=== Section Start ===

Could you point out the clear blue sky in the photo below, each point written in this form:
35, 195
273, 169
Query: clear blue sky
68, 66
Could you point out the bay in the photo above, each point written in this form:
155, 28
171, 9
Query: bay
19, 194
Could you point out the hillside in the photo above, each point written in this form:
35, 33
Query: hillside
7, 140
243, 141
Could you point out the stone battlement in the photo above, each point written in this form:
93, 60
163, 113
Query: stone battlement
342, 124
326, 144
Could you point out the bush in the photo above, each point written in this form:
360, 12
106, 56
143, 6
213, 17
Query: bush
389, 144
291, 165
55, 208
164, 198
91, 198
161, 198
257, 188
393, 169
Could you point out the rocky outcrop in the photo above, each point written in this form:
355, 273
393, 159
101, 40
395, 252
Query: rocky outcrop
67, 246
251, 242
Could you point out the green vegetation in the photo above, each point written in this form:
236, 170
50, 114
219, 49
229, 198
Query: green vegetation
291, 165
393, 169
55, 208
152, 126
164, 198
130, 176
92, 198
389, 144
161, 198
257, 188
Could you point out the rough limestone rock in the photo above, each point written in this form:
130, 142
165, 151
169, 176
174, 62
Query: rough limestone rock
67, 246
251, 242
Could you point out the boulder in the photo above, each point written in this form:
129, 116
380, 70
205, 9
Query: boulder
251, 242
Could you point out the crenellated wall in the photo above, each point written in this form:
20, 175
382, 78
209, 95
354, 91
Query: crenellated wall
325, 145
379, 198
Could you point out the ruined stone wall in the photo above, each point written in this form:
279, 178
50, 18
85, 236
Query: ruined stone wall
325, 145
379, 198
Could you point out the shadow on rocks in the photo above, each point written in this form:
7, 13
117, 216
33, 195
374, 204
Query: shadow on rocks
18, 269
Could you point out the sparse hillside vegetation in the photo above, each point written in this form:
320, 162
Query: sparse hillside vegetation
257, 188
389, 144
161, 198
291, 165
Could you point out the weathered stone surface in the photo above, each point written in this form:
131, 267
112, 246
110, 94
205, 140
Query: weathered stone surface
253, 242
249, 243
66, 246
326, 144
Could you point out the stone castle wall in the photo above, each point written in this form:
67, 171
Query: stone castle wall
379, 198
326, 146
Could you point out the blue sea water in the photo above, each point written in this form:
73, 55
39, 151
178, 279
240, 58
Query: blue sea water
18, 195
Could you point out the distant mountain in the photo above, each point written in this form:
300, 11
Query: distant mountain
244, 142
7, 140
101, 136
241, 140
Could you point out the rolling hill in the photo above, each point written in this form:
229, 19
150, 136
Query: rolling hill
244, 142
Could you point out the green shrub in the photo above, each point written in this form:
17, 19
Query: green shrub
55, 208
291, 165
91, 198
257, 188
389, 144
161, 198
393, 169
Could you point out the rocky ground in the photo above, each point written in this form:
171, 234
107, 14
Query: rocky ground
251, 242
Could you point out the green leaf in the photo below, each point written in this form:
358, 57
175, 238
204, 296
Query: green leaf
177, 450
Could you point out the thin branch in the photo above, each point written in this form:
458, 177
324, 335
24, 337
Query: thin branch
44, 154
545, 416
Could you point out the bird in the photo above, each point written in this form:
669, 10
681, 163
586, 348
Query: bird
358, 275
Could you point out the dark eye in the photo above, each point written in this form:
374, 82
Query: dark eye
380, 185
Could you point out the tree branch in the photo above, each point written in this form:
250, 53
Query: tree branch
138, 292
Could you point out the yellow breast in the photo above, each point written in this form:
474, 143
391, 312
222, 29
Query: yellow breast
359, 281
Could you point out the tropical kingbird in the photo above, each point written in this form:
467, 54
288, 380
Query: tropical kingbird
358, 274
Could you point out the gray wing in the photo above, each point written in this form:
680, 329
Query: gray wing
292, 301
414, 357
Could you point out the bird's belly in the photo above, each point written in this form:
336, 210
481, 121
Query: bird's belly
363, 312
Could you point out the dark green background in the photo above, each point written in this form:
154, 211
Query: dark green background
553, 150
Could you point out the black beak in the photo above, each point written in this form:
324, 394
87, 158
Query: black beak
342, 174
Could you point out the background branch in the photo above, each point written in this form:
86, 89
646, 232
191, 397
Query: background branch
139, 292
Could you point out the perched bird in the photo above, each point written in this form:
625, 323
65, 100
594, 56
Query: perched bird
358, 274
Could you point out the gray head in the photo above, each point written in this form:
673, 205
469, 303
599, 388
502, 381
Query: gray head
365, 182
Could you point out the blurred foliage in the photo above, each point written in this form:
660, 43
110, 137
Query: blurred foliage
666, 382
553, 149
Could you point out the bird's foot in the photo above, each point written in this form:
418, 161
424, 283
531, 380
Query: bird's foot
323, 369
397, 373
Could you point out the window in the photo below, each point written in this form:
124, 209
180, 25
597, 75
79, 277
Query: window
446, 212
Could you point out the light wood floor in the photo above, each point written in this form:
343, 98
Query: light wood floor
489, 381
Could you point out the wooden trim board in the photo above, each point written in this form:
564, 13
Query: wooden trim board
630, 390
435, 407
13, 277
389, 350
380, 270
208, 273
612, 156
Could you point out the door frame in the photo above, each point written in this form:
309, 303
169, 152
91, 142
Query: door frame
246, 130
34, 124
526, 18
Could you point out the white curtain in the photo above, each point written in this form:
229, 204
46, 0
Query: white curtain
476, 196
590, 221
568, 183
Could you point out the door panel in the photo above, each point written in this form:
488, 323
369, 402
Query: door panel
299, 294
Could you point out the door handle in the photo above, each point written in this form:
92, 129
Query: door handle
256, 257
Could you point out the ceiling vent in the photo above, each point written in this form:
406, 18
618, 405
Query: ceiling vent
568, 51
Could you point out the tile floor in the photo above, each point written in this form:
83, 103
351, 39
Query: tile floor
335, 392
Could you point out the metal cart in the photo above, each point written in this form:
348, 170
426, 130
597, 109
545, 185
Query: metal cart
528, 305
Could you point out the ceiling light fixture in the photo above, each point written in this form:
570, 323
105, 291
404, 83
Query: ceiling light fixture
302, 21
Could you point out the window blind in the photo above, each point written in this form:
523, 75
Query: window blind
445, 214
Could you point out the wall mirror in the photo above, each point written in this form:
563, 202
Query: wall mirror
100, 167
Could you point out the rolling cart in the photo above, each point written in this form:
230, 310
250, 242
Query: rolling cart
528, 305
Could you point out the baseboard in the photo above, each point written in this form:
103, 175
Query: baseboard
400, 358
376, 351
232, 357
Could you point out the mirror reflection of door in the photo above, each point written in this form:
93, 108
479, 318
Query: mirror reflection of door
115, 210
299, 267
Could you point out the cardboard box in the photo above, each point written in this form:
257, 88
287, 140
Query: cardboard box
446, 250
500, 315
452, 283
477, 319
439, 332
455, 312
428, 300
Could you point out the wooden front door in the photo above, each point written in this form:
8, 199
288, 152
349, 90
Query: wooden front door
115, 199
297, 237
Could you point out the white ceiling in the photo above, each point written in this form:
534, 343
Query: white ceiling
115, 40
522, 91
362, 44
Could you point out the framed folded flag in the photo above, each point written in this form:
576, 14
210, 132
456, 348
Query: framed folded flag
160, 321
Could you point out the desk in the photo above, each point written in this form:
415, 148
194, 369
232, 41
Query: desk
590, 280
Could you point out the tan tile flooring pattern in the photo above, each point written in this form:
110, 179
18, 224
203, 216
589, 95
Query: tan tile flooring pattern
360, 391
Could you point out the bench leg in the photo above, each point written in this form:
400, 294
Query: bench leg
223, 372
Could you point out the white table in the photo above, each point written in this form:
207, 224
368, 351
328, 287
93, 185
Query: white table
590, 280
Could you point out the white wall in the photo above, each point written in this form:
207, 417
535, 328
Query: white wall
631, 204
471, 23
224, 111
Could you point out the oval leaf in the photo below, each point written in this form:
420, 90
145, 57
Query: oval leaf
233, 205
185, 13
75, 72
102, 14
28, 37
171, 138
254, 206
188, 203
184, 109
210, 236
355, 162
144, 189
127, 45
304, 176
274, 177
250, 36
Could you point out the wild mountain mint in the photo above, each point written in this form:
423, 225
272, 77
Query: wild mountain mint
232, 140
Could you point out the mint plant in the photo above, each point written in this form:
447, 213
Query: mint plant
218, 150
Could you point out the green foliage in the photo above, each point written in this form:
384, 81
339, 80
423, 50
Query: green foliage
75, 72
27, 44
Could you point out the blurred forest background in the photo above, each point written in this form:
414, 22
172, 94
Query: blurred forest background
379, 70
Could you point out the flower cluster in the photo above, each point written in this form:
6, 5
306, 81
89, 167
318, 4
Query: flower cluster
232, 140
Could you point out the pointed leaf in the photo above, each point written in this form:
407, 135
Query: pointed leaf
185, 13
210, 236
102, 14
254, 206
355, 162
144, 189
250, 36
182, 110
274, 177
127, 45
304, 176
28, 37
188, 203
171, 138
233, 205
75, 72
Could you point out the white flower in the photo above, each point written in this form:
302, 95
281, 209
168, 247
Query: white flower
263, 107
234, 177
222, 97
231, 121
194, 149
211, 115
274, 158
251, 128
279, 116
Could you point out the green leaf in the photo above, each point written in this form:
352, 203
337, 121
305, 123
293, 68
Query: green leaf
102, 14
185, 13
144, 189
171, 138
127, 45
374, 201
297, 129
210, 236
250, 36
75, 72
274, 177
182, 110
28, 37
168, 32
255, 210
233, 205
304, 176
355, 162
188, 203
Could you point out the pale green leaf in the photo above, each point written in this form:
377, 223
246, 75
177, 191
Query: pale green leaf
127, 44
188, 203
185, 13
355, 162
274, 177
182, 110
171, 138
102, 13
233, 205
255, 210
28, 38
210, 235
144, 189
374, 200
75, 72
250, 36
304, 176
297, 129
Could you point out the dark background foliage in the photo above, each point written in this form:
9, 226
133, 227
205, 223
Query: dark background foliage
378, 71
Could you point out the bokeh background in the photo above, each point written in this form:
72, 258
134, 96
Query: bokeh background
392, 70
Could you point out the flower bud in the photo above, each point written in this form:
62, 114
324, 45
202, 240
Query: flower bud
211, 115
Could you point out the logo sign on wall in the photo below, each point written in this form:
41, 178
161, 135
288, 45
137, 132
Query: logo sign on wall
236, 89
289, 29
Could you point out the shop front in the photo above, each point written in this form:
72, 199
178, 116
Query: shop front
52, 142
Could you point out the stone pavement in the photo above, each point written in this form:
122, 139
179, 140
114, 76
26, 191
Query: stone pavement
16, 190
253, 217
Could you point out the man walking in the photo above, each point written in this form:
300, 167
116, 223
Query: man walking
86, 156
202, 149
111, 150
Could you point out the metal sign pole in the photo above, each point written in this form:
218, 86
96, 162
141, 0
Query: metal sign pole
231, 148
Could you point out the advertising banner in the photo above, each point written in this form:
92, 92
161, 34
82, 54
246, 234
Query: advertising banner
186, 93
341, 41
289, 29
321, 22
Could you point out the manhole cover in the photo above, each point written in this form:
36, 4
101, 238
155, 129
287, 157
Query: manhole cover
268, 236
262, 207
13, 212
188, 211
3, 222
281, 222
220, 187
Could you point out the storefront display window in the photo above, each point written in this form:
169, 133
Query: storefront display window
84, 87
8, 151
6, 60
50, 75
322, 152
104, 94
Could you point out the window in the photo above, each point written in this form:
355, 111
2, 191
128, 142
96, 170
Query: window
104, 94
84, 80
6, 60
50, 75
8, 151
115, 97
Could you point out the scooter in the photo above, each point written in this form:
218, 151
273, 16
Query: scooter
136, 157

=== Section End ===

Within the data above, how many lines contain "below"? Respond with the tally alone.

5